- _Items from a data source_

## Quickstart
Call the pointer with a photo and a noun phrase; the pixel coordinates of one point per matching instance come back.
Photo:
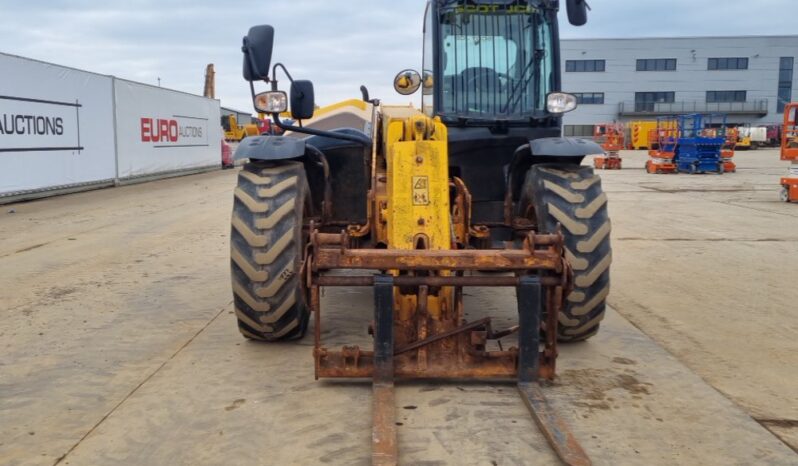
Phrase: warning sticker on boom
(420, 190)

- _SHORT PROBLEM_
Rewrite every line of the records above as a numbered list, skipping any blank lines. Omit the pictures.

- _SOLUTION_
1. ## Quickstart
2. Call the pointer with a photo and a noun phrase; the pixel coordinates of one point per matching instance come back.
3. Photo:
4. Phrase: warning sticker on boom
5. (420, 190)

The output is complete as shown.